Pictures aside, print all of the data below exactly as written.

[Image-grounded pointing data]
------------------------------------
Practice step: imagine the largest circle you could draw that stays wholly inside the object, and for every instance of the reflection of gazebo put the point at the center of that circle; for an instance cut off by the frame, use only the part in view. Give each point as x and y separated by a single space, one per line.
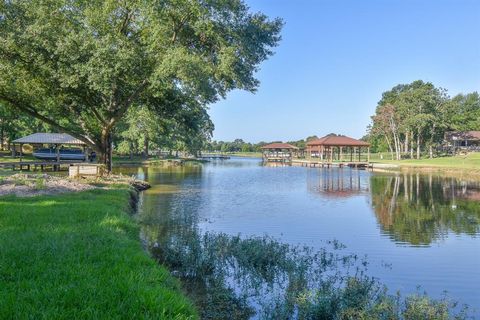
278 152
54 139
339 183
338 148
------------------------------------
» **SOLVED PROBLEM**:
Practice step: imagine the largest circle you could draw that stays wholly inside the object, and for every instance of the reflection of gazebo put the point at the center of that circle; for an instance cut off by the frame, use only the part in view. Give each point as x and y separated by a single space, one per line.
278 152
54 139
339 183
338 148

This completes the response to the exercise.